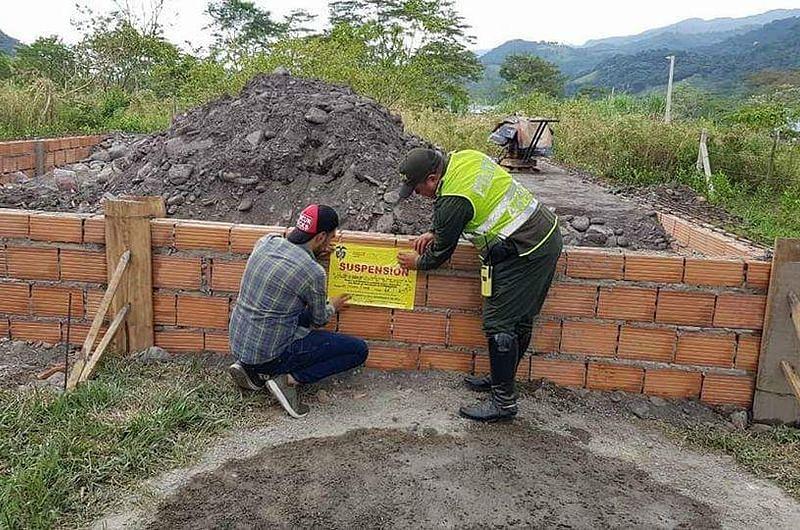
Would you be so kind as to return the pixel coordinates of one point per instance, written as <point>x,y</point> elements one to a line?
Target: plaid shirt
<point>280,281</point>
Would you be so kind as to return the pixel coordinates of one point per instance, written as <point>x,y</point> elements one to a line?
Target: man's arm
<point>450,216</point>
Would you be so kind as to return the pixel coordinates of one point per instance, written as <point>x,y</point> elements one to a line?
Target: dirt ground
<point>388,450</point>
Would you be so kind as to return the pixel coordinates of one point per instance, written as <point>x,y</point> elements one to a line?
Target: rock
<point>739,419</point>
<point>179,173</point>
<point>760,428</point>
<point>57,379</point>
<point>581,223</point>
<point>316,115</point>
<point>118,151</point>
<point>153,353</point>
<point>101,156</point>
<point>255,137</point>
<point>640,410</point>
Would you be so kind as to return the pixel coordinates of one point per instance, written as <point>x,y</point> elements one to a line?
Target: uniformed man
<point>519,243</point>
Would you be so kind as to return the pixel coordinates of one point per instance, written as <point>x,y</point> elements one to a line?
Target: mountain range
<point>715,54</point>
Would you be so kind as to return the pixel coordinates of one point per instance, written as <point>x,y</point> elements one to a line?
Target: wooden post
--
- [What is being asked]: Leaving the pictures out, reproduce the entries above exactly.

- [Answer box]:
Would you be so kind as to return the pixel coordinates of one point per instance, written as <point>x,y</point> elements one to a line?
Target: plaid shirt
<point>280,281</point>
Would you be so kind as to return the pixel coordinates of one point per instance, written as <point>x,y</point> elements one to a line?
Target: man's arm
<point>450,216</point>
Would you be so kind as to return the pixel coordinates of one point per instance, written as <point>x,y</point> elements one to a line?
Target: dirt ground
<point>388,450</point>
Would you be so kind as to return the pixel coordinates of one point per instance, written as <point>x,y</point> elements one to a line?
Target: rock
<point>739,419</point>
<point>179,173</point>
<point>760,428</point>
<point>57,379</point>
<point>581,223</point>
<point>316,115</point>
<point>118,151</point>
<point>153,353</point>
<point>101,156</point>
<point>255,137</point>
<point>640,410</point>
Would you be so kind as to return the pixel coordinates of one point per instance, written as <point>x,y</point> elements one to a line?
Target: uniformed man
<point>519,243</point>
Would you be so kind as to return the pixel coordinates of one point per instance, written as <point>x,y</point> elements one to a line?
Target: mountain range
<point>715,54</point>
Would you be so kind as to return the pixel coordinates of one point per instance, written as <point>x,y</point> elements one to a line?
Target: wooden post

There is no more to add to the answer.